--- START ---
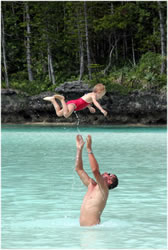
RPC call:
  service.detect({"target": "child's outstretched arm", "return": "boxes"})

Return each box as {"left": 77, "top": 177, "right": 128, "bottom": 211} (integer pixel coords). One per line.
{"left": 91, "top": 95, "right": 107, "bottom": 116}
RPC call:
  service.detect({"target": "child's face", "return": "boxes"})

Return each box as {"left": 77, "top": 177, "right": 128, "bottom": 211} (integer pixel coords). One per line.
{"left": 96, "top": 90, "right": 106, "bottom": 99}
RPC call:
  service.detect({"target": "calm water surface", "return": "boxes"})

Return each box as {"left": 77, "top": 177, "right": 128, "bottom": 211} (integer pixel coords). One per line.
{"left": 1, "top": 125, "right": 167, "bottom": 249}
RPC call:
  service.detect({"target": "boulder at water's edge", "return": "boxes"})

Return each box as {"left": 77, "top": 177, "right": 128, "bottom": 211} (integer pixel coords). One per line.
{"left": 1, "top": 81, "right": 167, "bottom": 125}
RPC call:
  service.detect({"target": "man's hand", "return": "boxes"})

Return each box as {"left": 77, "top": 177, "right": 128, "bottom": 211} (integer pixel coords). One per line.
{"left": 86, "top": 135, "right": 92, "bottom": 152}
{"left": 76, "top": 135, "right": 85, "bottom": 150}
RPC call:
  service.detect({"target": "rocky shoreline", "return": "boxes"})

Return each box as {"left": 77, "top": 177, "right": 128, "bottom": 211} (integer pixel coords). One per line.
{"left": 1, "top": 81, "right": 167, "bottom": 125}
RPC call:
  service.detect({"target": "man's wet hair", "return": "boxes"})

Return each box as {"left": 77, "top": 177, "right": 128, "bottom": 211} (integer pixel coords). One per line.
{"left": 108, "top": 174, "right": 118, "bottom": 190}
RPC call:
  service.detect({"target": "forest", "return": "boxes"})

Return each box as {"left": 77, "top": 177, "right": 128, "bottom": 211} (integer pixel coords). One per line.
{"left": 1, "top": 1, "right": 167, "bottom": 95}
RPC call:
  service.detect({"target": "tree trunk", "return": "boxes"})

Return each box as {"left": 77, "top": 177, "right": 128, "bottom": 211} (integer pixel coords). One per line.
{"left": 45, "top": 19, "right": 56, "bottom": 85}
{"left": 47, "top": 44, "right": 56, "bottom": 84}
{"left": 84, "top": 1, "right": 92, "bottom": 80}
{"left": 1, "top": 10, "right": 9, "bottom": 88}
{"left": 131, "top": 37, "right": 136, "bottom": 66}
{"left": 122, "top": 32, "right": 127, "bottom": 60}
{"left": 115, "top": 33, "right": 118, "bottom": 61}
{"left": 103, "top": 40, "right": 118, "bottom": 75}
{"left": 78, "top": 27, "right": 84, "bottom": 83}
{"left": 25, "top": 2, "right": 34, "bottom": 81}
{"left": 48, "top": 52, "right": 52, "bottom": 82}
{"left": 157, "top": 1, "right": 166, "bottom": 74}
{"left": 111, "top": 3, "right": 118, "bottom": 62}
{"left": 76, "top": 9, "right": 84, "bottom": 83}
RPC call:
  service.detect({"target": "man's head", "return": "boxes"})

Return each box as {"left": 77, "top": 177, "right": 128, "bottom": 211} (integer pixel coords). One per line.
{"left": 102, "top": 172, "right": 118, "bottom": 190}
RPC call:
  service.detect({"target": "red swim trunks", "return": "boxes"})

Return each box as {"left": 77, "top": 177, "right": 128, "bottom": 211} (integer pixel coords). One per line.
{"left": 66, "top": 98, "right": 90, "bottom": 111}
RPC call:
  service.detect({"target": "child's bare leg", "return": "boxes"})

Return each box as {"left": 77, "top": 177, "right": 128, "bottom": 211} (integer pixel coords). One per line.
{"left": 54, "top": 95, "right": 68, "bottom": 117}
{"left": 52, "top": 99, "right": 64, "bottom": 117}
{"left": 64, "top": 104, "right": 75, "bottom": 118}
{"left": 43, "top": 96, "right": 63, "bottom": 117}
{"left": 54, "top": 95, "right": 75, "bottom": 118}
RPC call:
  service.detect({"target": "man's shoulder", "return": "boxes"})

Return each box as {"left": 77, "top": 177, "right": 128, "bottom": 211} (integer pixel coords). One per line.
{"left": 97, "top": 179, "right": 109, "bottom": 194}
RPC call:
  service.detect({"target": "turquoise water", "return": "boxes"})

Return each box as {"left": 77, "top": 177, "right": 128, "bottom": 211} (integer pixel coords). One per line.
{"left": 1, "top": 125, "right": 167, "bottom": 249}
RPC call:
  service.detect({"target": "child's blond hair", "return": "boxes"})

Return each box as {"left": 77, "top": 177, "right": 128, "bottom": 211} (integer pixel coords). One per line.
{"left": 93, "top": 83, "right": 106, "bottom": 93}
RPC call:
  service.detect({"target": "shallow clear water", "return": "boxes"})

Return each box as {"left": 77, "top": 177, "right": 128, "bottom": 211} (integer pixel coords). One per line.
{"left": 1, "top": 125, "right": 167, "bottom": 249}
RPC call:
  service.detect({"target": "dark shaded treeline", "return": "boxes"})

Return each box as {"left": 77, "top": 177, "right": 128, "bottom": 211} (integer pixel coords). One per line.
{"left": 1, "top": 1, "right": 167, "bottom": 91}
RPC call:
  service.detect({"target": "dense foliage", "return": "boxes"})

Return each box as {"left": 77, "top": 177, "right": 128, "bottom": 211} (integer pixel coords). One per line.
{"left": 1, "top": 1, "right": 167, "bottom": 95}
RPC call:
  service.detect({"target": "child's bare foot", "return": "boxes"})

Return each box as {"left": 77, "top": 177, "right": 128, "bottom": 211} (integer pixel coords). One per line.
{"left": 53, "top": 94, "right": 65, "bottom": 101}
{"left": 43, "top": 96, "right": 55, "bottom": 102}
{"left": 43, "top": 94, "right": 64, "bottom": 102}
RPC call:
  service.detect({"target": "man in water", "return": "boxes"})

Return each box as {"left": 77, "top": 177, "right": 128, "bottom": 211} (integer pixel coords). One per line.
{"left": 75, "top": 135, "right": 118, "bottom": 226}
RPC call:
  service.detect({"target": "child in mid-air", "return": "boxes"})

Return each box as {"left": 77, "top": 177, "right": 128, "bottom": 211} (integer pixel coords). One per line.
{"left": 43, "top": 83, "right": 107, "bottom": 118}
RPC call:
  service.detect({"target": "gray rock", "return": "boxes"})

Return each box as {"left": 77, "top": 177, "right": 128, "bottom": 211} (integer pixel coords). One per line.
{"left": 55, "top": 81, "right": 92, "bottom": 93}
{"left": 1, "top": 82, "right": 167, "bottom": 125}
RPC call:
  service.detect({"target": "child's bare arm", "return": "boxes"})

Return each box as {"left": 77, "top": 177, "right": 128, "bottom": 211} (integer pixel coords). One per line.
{"left": 87, "top": 105, "right": 96, "bottom": 113}
{"left": 91, "top": 95, "right": 107, "bottom": 116}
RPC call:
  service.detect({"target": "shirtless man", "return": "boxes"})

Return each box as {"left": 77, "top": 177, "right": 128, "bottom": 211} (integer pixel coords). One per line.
{"left": 75, "top": 135, "right": 118, "bottom": 226}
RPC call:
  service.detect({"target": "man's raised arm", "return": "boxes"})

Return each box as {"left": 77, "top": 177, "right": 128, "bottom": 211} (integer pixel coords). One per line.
{"left": 75, "top": 135, "right": 91, "bottom": 187}
{"left": 86, "top": 135, "right": 108, "bottom": 190}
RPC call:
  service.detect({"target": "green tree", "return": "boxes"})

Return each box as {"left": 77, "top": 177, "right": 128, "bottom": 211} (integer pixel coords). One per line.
{"left": 1, "top": 1, "right": 167, "bottom": 94}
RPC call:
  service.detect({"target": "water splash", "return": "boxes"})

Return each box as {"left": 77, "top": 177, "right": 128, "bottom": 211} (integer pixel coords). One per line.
--- END ---
WHAT THE TASK ASKS:
Scan the entries for lines holding the string "bare", then copy every one of them.

THE ANSWER:
  service.detect({"target": "child's bare leg", "return": "boxes"})
  service.detect({"target": "child's bare foot", "return": "boxes"})
  service.detect({"target": "child's bare arm", "return": "boxes"})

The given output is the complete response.